Exercise data:
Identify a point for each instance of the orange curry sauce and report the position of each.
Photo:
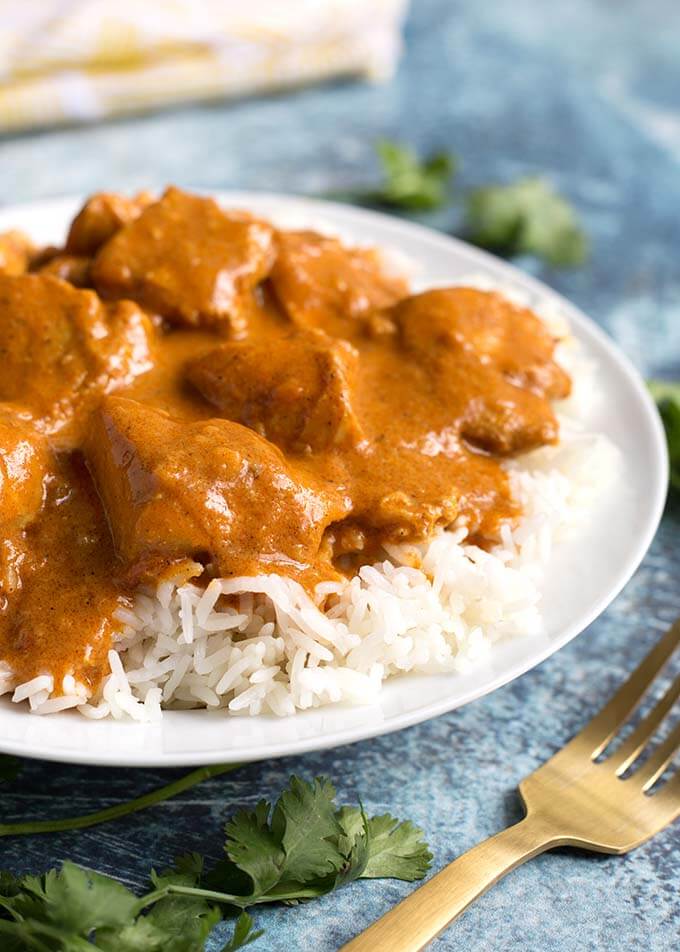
(186, 391)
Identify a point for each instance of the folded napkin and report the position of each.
(64, 61)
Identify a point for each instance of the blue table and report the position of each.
(588, 92)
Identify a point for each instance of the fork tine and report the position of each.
(631, 749)
(652, 769)
(597, 734)
(668, 797)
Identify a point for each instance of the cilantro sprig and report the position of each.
(526, 217)
(410, 182)
(297, 849)
(667, 396)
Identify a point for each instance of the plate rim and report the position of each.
(399, 721)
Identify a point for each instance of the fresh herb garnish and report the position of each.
(412, 183)
(526, 217)
(523, 217)
(301, 848)
(667, 396)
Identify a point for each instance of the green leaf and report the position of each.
(243, 934)
(254, 848)
(526, 217)
(395, 850)
(10, 768)
(76, 899)
(667, 396)
(305, 824)
(411, 183)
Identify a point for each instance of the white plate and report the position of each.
(582, 578)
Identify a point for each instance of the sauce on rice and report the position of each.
(188, 392)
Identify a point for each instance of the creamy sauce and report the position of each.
(228, 400)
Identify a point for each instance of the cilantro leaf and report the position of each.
(526, 217)
(76, 899)
(243, 933)
(10, 768)
(667, 396)
(394, 850)
(305, 822)
(301, 848)
(411, 183)
(254, 848)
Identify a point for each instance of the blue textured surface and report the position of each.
(589, 93)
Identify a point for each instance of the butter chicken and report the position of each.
(187, 392)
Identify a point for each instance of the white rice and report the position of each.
(272, 649)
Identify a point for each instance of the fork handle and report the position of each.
(419, 918)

Task objective: With the images omitted, repeat all the data word for word.

Solution to the exercise:
Identify a point for each instance of the orange curry sauce and report the position of each.
Photo:
(186, 391)
Identify a point for each instance of the folded napkin and report the position of each.
(64, 61)
Identify a point for each instance of the blue table and report the position of each.
(588, 92)
Identify a point for each instance of the fork tine and report the position of each.
(631, 749)
(652, 769)
(597, 734)
(668, 797)
Identify a point for each instance of the cilantro sprig and report the position of each.
(526, 217)
(410, 182)
(297, 849)
(667, 396)
Identify a point for each instance of the plate rim and report the position of each.
(399, 721)
Identify a point for each instance of the fresh herb garnish and report the position of each.
(412, 183)
(526, 217)
(523, 217)
(301, 848)
(667, 396)
Identify a point for each instance of the green leaf and report the position of each.
(243, 934)
(254, 848)
(526, 217)
(395, 850)
(10, 768)
(76, 899)
(667, 396)
(305, 824)
(411, 183)
Identify a point for each instance of the white plate and report the position of each.
(582, 578)
Identify a point for each instance of the sauce on rice and report the position of each.
(188, 392)
Identify a point for each instance of the creamy sauce and report the position of each.
(228, 400)
Identify a point for each instance of the cilantro leaf and report the position of each.
(526, 217)
(76, 899)
(243, 933)
(10, 768)
(667, 396)
(394, 850)
(305, 822)
(301, 848)
(411, 183)
(254, 848)
Identify a point for each instance of the blue textured surface and report the position of each.
(589, 93)
Identify a point for each instance of the butter chicken and report the position of each.
(187, 392)
Identify a point for each instance of the white rice and report the position of each.
(272, 649)
Identify a point for each instance of the fork handle and report the position of each.
(419, 918)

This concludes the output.